REQUIREMENT: Nothing in the records should change; write them all out exactly.

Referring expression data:
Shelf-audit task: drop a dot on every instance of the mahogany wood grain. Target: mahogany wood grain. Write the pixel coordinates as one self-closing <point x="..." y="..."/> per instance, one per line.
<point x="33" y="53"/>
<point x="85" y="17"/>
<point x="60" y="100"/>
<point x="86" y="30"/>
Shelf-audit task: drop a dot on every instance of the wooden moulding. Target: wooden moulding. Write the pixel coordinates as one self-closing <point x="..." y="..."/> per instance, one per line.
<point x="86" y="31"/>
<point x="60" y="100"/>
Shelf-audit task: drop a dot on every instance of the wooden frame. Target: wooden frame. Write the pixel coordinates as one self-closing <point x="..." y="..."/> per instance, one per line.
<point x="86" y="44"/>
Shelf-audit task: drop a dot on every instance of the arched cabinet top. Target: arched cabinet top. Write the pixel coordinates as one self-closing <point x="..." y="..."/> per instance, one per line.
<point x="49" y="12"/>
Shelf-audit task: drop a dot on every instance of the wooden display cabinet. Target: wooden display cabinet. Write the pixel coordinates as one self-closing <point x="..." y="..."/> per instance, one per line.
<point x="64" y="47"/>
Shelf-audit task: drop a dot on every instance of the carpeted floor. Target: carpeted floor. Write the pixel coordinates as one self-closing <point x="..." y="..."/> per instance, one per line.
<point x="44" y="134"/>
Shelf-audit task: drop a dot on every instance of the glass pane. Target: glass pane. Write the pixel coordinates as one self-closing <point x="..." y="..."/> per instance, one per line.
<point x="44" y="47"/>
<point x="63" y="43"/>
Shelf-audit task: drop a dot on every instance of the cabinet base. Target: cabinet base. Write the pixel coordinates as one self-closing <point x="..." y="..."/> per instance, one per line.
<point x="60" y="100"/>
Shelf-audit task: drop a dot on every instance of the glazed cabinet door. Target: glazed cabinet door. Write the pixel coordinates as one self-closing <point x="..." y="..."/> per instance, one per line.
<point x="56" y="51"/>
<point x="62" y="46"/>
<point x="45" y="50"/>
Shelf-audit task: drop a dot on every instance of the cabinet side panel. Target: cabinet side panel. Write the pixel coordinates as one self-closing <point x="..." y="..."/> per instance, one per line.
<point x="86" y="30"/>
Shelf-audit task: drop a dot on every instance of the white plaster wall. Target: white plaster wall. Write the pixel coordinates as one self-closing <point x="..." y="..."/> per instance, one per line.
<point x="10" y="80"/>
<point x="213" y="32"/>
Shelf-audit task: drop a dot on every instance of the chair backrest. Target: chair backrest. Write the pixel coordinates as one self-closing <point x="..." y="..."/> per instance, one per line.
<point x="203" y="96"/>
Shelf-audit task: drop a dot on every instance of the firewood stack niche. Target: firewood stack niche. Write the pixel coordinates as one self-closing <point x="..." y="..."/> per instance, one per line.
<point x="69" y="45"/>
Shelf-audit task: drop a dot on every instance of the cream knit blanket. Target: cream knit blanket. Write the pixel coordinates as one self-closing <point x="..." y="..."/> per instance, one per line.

RESPONSE:
Shelf-audit task: drop a dot on every instance of the mahogany wood grain. Target: mahogany wood grain. Write the pixel coordinates as one self-closing <point x="..." y="..."/> per instance, one per line.
<point x="33" y="53"/>
<point x="85" y="17"/>
<point x="60" y="100"/>
<point x="86" y="30"/>
Shelf-audit task: drop a dot on every instance of the wooden moulding. Target: wooden moulding. Write the pixel coordinates as one self-closing <point x="..." y="..."/> per instance, one per line.
<point x="86" y="31"/>
<point x="60" y="100"/>
Shelf-audit task: drop a dot on every instance of the wooden frame. Target: wooden frame. Write the pixel coordinates as one self-closing <point x="..." y="..."/> per instance, one per line.
<point x="86" y="44"/>
Shelf-audit task: drop a dot on every instance of the arched cabinet top. Target: arched cabinet top. Write the pixel coordinates as one self-closing <point x="..." y="..."/> per instance, one per line.
<point x="49" y="12"/>
Shelf-audit task: drop a dot on every instance of the wooden display cabinet. Target: wooden display cabinet. Write the pixel coordinates as one self-closing <point x="..." y="..."/> per instance, one per line.
<point x="64" y="47"/>
Shelf-audit task: drop a dot on every instance of the carpeted floor. Target: carpeted floor. Write the pixel coordinates as one self-closing <point x="..." y="..."/> per instance, one per line.
<point x="44" y="134"/>
Shelf-audit task: drop a dot on every instance of the glass pane. Target: glass pane. Write the pixel coordinates as one self-closing <point x="..." y="..."/> per instance, one per line.
<point x="44" y="47"/>
<point x="63" y="43"/>
Shelf-audit task: drop a dot on every instance of the cabinet base. Target: cabinet base. Write the pixel coordinates as one self-closing <point x="..." y="..."/> per instance, one per line.
<point x="60" y="100"/>
Shelf-audit task: drop a dot on every instance of the glazed cabinet door. Target: glazed cabinet door. Write the pixel coordinates as one self-closing <point x="..." y="..."/> per instance, one per line.
<point x="56" y="51"/>
<point x="62" y="46"/>
<point x="45" y="50"/>
Shelf-audit task: drop a dot on every instance of the cabinet side panel. Target: cabinet side panel. Write the pixel coordinates as one self-closing <point x="..." y="..."/> per instance, one per line.
<point x="86" y="30"/>
Shelf-audit task: drop a dot on every instance of the white plaster wall. Target: white plaster wall. Write the pixel coordinates as one self-closing <point x="..." y="..."/> per instance, one per line.
<point x="10" y="80"/>
<point x="213" y="32"/>
Shelf-audit task: drop a dot on every instance of the chair backrest. Target: chair backrest. Write the pixel coordinates as one self-closing <point x="..." y="..."/> per instance, one per line.
<point x="203" y="96"/>
Shelf-audit task: drop a dot on every instance of the firewood stack niche. Target: firewood stack niche. Write the pixel coordinates as one self-closing <point x="..." y="..."/> per instance, one per line.
<point x="69" y="45"/>
Shelf-audit task: drop a dot on every instance of the cream knit blanket. Target: cream knit blanket. Write the pixel coordinates as one self-closing <point x="..." y="..."/> per instance, one per line.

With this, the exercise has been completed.